--- START OF Excerpted passage ---

The Souther Hillman Furay Band (SHF) was a country rock supergroup led by singer-songwriters Richie Furay (Buffalo Springfield, Poco), Chris Hillman (The Byrds, The Flying Burrito Brothers, Manassas), and J. D. Souther (Longbranch Pennywhistle, noted songwriter for Linda Ronstadt and the Eagles). The band recorded two albums during the mid-1970s before breaking up due to disagreements and personality conflicts between the members.

History
The band was formed in 1973 at the suggestion of David Geffen, then head of Asylum Records.  Hillman brought three other former members of Manassas to the group: keyboardist/flutist Paul Harris, percussionist Joe Lala, both of whom had also worked with Barnstorm; and pedal steel guitarist Al Perkins, who had also played with the Flying Burrito Brothers. The septet was rounded out by Jim Gordon, a noted session drummer and former member of Derek and the Dominos and Traffic.

--- END OF Excerpted passage ---

Job 1
Please find every row below that contains the string "black" and copy each of those rows. Case counts.

--- START OF Data records ---

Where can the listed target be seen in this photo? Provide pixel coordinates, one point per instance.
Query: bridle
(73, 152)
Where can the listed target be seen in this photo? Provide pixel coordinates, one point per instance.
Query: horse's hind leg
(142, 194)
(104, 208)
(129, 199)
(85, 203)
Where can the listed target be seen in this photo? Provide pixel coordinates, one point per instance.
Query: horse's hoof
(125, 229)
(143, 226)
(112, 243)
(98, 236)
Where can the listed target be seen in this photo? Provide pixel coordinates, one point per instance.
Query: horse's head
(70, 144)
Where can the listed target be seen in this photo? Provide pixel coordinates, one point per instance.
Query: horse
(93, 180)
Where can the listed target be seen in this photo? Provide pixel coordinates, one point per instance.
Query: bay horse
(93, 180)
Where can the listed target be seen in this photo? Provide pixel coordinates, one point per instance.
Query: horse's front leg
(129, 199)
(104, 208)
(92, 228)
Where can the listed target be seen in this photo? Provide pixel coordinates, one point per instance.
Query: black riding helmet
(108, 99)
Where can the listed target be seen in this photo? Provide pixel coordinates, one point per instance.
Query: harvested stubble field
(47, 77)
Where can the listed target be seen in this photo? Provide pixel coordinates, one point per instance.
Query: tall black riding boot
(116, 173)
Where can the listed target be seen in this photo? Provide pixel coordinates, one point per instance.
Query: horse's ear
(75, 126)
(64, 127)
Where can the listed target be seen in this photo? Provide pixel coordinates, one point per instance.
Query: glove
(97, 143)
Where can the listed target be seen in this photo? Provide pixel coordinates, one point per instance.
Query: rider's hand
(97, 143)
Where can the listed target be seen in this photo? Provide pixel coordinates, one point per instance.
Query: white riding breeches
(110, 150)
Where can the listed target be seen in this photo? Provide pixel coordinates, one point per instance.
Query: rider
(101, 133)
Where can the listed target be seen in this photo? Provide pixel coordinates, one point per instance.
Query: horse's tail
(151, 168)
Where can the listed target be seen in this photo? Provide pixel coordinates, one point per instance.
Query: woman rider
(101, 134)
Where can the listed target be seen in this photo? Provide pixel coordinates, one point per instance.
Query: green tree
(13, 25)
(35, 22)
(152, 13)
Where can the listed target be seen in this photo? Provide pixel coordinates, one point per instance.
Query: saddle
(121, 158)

--- END OF Data records ---

Job 2
According to the passage on the Souther Hillman Furay Band, who suggested forming the group?

Complete response 1
Query: black riding helmet
Query: tall black riding boot

Complete response 2
David Geffen, then head of Asylum Records.